◆ **Task requirements**
Format the stretch of data from the line containing "# Mark the region of the neighboring" through the line containing "M167 208L100 176L0 153L0 210L69 209L171 215Z" as a numbered list, one entry per line, omitting any blank lines.

◆ **Given data**
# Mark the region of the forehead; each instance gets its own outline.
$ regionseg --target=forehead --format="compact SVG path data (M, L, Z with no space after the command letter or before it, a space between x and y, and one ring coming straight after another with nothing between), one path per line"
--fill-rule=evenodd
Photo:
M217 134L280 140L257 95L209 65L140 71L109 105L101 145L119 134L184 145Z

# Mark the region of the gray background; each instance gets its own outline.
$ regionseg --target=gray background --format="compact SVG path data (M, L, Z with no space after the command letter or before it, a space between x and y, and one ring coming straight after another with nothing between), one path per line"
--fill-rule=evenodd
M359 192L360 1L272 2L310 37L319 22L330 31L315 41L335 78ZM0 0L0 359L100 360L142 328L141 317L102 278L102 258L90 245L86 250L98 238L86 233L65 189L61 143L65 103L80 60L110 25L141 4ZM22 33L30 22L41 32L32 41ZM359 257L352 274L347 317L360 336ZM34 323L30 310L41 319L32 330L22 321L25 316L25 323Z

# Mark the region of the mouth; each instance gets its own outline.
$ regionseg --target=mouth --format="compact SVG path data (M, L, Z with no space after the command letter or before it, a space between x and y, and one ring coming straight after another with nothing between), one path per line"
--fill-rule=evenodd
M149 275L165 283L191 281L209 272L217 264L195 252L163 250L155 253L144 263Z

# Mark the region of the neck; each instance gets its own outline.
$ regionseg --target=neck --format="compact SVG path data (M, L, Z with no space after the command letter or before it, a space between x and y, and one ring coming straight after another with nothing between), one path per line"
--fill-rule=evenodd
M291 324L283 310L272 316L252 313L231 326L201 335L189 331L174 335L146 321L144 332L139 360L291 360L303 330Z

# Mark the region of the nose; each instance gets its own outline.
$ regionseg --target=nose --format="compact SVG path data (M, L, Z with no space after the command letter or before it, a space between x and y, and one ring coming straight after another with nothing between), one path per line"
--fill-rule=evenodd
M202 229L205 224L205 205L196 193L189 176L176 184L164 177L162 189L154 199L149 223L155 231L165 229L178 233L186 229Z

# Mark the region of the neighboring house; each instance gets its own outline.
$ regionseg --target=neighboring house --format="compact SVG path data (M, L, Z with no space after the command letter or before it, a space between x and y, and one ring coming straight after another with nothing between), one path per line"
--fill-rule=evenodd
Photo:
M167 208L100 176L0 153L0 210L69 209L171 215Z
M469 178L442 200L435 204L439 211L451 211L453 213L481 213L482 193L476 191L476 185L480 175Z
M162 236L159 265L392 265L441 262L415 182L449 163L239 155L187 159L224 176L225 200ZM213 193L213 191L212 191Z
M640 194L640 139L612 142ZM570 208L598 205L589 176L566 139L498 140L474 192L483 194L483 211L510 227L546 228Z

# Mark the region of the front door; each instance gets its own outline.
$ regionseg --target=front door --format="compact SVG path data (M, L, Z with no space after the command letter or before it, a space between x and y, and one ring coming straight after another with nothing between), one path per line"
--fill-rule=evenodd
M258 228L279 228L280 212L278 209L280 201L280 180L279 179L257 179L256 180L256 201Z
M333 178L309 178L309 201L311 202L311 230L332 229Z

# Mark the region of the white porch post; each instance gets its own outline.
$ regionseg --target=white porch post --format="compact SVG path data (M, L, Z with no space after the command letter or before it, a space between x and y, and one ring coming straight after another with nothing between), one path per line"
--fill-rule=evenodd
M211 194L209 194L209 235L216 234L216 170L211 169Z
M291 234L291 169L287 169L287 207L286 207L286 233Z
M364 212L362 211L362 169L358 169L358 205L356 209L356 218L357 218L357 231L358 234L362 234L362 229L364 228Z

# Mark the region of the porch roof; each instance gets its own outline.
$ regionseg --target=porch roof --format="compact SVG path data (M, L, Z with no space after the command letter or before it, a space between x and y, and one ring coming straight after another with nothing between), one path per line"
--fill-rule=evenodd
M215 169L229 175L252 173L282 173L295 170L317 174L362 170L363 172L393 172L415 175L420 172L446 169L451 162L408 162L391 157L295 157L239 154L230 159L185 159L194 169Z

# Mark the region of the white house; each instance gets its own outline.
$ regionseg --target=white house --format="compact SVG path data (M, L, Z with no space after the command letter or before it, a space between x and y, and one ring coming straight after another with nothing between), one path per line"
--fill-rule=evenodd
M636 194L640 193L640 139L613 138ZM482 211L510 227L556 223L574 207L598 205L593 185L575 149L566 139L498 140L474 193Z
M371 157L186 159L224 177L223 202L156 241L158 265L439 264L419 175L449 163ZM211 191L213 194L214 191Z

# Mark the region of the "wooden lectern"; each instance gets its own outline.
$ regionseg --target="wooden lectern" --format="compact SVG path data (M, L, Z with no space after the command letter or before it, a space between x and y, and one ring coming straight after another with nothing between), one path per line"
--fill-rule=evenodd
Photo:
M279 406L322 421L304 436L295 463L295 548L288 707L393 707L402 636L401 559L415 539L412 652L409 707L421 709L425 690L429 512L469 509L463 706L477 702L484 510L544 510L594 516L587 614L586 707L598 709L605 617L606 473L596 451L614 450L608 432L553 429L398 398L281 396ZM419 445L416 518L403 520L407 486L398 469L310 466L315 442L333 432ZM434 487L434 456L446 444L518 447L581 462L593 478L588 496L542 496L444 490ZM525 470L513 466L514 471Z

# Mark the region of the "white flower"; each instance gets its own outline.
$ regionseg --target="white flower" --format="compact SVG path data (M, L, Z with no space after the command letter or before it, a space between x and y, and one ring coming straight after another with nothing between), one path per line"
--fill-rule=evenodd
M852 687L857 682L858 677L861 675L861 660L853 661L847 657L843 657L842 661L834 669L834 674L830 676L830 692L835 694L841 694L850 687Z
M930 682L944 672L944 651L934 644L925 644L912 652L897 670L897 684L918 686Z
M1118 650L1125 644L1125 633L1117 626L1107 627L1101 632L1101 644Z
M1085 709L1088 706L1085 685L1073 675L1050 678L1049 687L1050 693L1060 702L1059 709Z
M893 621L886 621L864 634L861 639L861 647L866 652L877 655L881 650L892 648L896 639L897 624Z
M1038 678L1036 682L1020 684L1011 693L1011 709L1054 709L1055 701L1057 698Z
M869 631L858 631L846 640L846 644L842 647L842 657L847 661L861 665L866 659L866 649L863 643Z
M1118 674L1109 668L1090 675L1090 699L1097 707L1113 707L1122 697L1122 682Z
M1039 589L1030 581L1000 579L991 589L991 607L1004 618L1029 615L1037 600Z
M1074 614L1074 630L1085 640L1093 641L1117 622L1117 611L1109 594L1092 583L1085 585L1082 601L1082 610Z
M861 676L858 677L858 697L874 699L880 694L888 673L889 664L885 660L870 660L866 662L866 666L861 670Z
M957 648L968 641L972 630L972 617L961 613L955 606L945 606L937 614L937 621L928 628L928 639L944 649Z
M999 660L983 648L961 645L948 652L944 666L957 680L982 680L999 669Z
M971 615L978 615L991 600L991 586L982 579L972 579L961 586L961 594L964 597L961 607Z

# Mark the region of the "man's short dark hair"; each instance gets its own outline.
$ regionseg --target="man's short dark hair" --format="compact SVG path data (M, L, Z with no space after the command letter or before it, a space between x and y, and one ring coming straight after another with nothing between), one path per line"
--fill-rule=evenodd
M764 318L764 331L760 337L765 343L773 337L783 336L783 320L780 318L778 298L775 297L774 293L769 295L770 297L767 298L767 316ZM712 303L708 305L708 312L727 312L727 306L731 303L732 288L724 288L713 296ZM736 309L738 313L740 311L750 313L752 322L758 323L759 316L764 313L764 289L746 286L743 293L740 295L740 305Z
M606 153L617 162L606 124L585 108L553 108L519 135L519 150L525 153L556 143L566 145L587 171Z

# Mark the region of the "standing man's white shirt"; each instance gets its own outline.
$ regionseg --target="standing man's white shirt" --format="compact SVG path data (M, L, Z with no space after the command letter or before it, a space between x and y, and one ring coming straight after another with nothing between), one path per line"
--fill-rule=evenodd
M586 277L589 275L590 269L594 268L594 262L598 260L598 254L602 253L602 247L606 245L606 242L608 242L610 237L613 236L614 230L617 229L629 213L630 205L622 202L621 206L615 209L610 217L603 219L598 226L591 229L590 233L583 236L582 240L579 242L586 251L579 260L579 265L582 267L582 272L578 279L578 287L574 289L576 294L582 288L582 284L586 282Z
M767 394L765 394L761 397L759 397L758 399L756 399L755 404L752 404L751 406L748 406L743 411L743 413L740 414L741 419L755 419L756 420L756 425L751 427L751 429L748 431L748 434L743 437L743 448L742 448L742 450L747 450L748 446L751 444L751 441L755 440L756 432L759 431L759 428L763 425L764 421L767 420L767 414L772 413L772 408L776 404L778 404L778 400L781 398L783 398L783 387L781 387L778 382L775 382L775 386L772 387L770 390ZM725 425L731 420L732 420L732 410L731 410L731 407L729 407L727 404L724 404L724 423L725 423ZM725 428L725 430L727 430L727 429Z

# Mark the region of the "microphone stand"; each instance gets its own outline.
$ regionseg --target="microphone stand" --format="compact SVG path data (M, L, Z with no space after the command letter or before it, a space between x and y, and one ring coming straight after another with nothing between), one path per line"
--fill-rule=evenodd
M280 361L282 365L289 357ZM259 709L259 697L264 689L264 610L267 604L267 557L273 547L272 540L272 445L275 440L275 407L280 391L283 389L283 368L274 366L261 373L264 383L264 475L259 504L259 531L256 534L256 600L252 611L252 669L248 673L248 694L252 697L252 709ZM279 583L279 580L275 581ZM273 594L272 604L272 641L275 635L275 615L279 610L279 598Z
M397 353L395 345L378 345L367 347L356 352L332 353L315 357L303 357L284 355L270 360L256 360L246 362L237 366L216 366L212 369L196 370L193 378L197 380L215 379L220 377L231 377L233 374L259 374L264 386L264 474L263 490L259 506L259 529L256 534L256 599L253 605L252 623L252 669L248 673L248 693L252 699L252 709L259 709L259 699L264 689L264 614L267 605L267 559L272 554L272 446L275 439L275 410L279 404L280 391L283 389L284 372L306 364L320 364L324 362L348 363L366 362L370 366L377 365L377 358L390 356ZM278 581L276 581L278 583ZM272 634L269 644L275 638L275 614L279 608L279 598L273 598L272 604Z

◆ **Exercise answer**
1. # Mark the region of the neighboring house; each instance gets its own outline.
2. $ regionseg --target=neighboring house --format="compact SVG path data (M, L, Z with no space after the command letter or before it, a space between x and y, and one ring coming straight after another with nothing between), one path per line"
3. --fill-rule=evenodd
4. Photo:
5. M167 208L100 176L0 153L0 210L69 209L171 215Z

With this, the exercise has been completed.